> EXERCISE TASK
All records below must be retyped exactly.

Position annotation records
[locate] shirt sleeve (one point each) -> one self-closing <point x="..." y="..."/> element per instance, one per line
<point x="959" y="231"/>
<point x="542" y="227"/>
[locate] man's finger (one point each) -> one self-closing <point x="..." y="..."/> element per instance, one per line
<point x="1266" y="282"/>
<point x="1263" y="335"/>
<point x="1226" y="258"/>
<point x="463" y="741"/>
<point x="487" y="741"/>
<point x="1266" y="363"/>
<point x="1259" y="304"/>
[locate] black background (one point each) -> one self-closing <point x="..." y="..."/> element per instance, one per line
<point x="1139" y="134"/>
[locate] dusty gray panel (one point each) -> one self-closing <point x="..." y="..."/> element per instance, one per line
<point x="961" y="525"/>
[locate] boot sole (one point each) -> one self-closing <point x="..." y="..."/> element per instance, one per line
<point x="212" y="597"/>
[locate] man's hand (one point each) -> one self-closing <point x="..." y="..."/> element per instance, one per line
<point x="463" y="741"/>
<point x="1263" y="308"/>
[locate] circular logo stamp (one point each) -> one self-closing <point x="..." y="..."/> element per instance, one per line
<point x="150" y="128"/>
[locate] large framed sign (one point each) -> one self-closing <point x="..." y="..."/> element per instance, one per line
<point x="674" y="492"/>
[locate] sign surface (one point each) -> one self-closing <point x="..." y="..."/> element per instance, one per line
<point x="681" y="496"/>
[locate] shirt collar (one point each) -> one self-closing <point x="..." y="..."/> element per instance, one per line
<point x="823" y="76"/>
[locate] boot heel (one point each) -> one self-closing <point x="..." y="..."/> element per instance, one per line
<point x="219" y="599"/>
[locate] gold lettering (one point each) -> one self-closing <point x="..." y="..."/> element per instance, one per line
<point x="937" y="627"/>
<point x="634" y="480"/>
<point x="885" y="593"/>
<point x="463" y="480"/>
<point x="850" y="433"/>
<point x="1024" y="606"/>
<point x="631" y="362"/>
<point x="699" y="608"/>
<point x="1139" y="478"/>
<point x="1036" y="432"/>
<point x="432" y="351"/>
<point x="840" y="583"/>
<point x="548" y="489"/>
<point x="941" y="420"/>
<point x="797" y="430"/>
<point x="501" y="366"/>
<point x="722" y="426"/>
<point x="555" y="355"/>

> SOLUTION BELOW
[locate] shirt sleeve (one point each) -> one self-closing <point x="..." y="..."/> element per instance, one per line
<point x="959" y="231"/>
<point x="542" y="227"/>
[locate] man's finger (one point each) -> one self-closing <point x="..." y="..."/> element per instance, one per line
<point x="1266" y="282"/>
<point x="1263" y="335"/>
<point x="1226" y="258"/>
<point x="463" y="741"/>
<point x="487" y="741"/>
<point x="1266" y="363"/>
<point x="1259" y="304"/>
[locate] black background (one point each) -> one self-closing <point x="..." y="..."/> element per instance, one per line
<point x="1139" y="134"/>
[locate] dusty gray panel (one point each) -> one self-closing <point x="..." y="..."/> element per instance, one per line
<point x="961" y="525"/>
[locate] boot sole (one point each) -> one self-closing <point x="..." y="..."/> element per instance, one per line
<point x="212" y="597"/>
[locate] man's hand (one point each) -> one self-closing <point x="..." y="..."/> element per instance, one per line
<point x="463" y="741"/>
<point x="1263" y="308"/>
[locate] circular logo stamp (one point each) -> one self-closing <point x="..." y="..."/> element per instance, one per line
<point x="150" y="128"/>
[locate] large framed sign (one point each) -> one self-closing <point x="..." y="..."/> element per instance, one per line
<point x="674" y="492"/>
[locate] sign surface (one point each) -> one self-closing <point x="..." y="..."/> element per instance, one per line
<point x="681" y="496"/>
[locate] shirt collar (one point each) -> one self-closing <point x="..." y="..."/> element per instance, one per line
<point x="823" y="76"/>
[locate] boot heel (one point each) -> one self-closing <point x="..." y="..."/> element per instance, one per line
<point x="219" y="599"/>
[locate] gold lettering (one point each) -> one self-closing <point x="..." y="..."/> element per instance, one per line
<point x="937" y="627"/>
<point x="634" y="480"/>
<point x="885" y="593"/>
<point x="463" y="480"/>
<point x="850" y="433"/>
<point x="1024" y="606"/>
<point x="631" y="362"/>
<point x="699" y="608"/>
<point x="1139" y="478"/>
<point x="1036" y="432"/>
<point x="432" y="351"/>
<point x="840" y="583"/>
<point x="548" y="489"/>
<point x="941" y="420"/>
<point x="797" y="430"/>
<point x="501" y="366"/>
<point x="722" y="426"/>
<point x="555" y="355"/>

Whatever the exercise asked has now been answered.